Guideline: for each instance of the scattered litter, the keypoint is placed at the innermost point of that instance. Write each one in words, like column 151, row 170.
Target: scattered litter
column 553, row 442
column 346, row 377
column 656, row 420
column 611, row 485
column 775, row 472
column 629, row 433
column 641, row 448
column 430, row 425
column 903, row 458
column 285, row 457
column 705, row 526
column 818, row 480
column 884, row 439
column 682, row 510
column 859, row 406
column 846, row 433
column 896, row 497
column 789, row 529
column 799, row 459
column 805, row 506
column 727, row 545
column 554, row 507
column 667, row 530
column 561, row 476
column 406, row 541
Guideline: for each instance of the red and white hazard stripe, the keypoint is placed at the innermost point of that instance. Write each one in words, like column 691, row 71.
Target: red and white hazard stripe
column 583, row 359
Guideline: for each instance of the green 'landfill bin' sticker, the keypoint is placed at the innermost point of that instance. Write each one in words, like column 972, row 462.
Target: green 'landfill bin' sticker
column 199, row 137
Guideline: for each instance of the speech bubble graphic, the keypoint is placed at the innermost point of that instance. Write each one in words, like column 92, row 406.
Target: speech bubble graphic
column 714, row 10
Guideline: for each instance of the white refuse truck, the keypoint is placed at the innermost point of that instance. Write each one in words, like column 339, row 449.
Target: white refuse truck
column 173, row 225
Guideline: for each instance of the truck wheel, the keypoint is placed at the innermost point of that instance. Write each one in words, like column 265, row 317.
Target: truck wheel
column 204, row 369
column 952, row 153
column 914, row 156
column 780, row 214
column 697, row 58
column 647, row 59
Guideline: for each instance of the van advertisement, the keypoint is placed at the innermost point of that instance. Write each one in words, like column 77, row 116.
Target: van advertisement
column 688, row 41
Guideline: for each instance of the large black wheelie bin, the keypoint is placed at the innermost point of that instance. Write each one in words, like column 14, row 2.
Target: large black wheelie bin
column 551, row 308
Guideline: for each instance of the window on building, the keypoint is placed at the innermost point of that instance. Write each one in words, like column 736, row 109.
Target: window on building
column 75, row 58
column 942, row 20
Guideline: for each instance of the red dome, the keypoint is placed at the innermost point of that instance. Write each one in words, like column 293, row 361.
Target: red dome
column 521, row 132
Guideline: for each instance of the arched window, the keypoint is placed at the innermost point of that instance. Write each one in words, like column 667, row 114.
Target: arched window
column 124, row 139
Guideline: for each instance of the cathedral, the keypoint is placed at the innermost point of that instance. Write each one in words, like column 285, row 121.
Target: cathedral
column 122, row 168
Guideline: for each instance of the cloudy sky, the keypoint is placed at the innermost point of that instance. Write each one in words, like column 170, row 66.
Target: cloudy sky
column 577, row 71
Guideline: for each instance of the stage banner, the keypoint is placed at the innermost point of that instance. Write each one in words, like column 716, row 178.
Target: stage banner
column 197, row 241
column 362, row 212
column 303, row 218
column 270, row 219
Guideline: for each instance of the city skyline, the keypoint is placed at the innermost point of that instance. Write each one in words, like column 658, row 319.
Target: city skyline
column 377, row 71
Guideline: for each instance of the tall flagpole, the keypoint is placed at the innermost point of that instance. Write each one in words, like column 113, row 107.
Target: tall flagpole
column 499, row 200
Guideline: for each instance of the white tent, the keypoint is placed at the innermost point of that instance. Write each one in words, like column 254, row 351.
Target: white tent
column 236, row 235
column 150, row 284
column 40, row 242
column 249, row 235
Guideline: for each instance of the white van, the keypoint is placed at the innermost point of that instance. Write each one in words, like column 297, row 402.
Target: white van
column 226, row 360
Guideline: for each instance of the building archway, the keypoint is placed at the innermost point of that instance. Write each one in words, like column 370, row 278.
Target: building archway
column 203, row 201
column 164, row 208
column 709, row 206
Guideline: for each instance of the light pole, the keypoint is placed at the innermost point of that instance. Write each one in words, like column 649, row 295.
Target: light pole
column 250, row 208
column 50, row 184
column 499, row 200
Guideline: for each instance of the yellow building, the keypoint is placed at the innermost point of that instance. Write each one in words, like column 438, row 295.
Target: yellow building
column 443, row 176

Task to carry out: Return all of the data exactly as it reads.

Result:
Guideline: for each instance of the scattered litter, the keypoint is placed at the innermost point of that instance. Write each one in words, like column 151, row 170.
Target: scattered litter
column 553, row 442
column 346, row 377
column 656, row 420
column 611, row 485
column 775, row 472
column 629, row 433
column 641, row 448
column 430, row 425
column 903, row 458
column 285, row 457
column 705, row 526
column 818, row 480
column 884, row 439
column 682, row 510
column 859, row 406
column 846, row 433
column 896, row 497
column 789, row 529
column 799, row 459
column 805, row 506
column 727, row 545
column 554, row 507
column 667, row 530
column 561, row 476
column 406, row 541
Guideline: for each instance of the red and white hazard stripe, the keypoint is placed at the innermost point of that instance. Write each one in words, like column 691, row 71.
Target: red and white hazard stripe
column 583, row 359
Guideline: for each instance of the green 'landfill bin' sticker, the keypoint is placed at the innermost point of that instance. Write each one in words, like column 972, row 462.
Target: green 'landfill bin' sticker
column 199, row 137
Guideline: for each instance of the speech bubble graphic, the keypoint is placed at the innermost point of that instance. Write each one in words, like column 92, row 406.
Target: speech bubble graphic
column 714, row 10
Guideline: for each instance of the white refuse truck, the keypoint is placed at the innermost point of that instance. Write each one in words, like column 339, row 449.
Target: white refuse truck
column 173, row 225
Guideline: for each instance of the truck wheel, the keypoint is placed at the innermost point of that instance. Write each one in words, like column 265, row 317.
Target: truck wheel
column 204, row 369
column 952, row 153
column 914, row 156
column 780, row 214
column 697, row 58
column 647, row 59
Guideline: for each instance of the van advertisement, the keypoint is placed at the innermost point of that instance. Write each one in words, like column 77, row 116.
Target: van advertisement
column 688, row 41
Guideline: for each instance of the large black wheelie bin, the keypoint is placed at the innermost point of that instance. Write each one in words, like column 14, row 2.
Target: large black wheelie bin
column 551, row 308
Guideline: for each instance of the window on building, the keypoint is placed at the innermost point of that instance. Write each one in words, like column 736, row 109.
Target: window on building
column 75, row 58
column 942, row 20
Guideline: for each instance of the red dome, the keypoint is placed at the innermost point of that instance. Write each one in words, like column 293, row 361.
Target: red dome
column 521, row 132
Guideline: for each instance of the arched window, the keypoint is placed at the innermost point of that instance. Write each one in words, like column 667, row 114.
Target: arched window
column 124, row 139
Guideline: for each instance of the cathedral, the keypoint is placed at the innermost point of that instance. Write each one in words, like column 285, row 121.
Target: cathedral
column 122, row 168
Guideline: for each instance of the cloudy sky, the keypoint is placed at the innermost point of that instance. Write each one in words, like column 170, row 66.
Target: cloudy sky
column 577, row 71
Guideline: for each instance of the stage banner, the keypoint is placed at the innermost point of that instance. Write each one in words, like column 716, row 178.
Target: stage banner
column 197, row 241
column 362, row 212
column 303, row 218
column 270, row 219
Guideline: for each instance of the city skyline, the keypoint is placed at the innermost point of that instance. Write each one in words, like column 658, row 319.
Target: city skyline
column 377, row 71
Guideline: for each instance of the tall flagpole, the keypoint is placed at the innermost point of that instance. Write each one in words, like column 113, row 107.
Target: tall flagpole
column 499, row 200
Guideline: for each instance of the white tent, the keypoint is placed at the innermost point of that instance. Write each one in words, like column 254, row 351.
Target: white tent
column 236, row 235
column 150, row 284
column 40, row 242
column 249, row 235
Guideline: for each instance of the white van, the keypoint is placed at the innermost point of that instance. Write each one in words, like column 297, row 402.
Target: white van
column 226, row 360
Guideline: for each instance of the building archway, the keypoint is placed at the innermost point of that instance. Write each one in words, like column 370, row 278.
Target: building archway
column 203, row 201
column 164, row 208
column 709, row 206
Guideline: for each instance of the light pole, the keypoint is placed at the innermost point of that instance. Write each one in words, like column 649, row 295.
Target: light pole
column 250, row 208
column 50, row 184
column 499, row 200
Guideline: for each instance of the yellow building, the keypoint is placed at the innermost point of that instance. Write each one in words, like column 438, row 295.
Target: yellow building
column 443, row 176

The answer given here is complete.